Exercise objective — Copy out every line of the entries below, including each request, and multiply by 1.75 only the polygon coordinates in the answers. Round each result to a whole number, with halves rounded up.

Material to process —
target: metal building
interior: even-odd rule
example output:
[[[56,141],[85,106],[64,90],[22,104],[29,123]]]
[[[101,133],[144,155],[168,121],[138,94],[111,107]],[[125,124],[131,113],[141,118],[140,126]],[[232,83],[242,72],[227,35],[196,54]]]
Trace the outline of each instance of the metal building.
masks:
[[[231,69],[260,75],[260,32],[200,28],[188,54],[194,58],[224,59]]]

Answer to this problem —
target: metal building
interior: even-odd rule
example output:
[[[56,141],[85,106],[64,90],[22,104],[29,123]]]
[[[101,133],[144,155],[168,121],[138,94],[111,107]],[[125,124],[131,113],[141,118],[140,126]],[[232,83],[242,72],[227,35],[196,54]]]
Trace the outline of each instance of the metal building.
masks:
[[[404,121],[455,131],[455,56],[350,49],[329,95],[340,102],[392,103]]]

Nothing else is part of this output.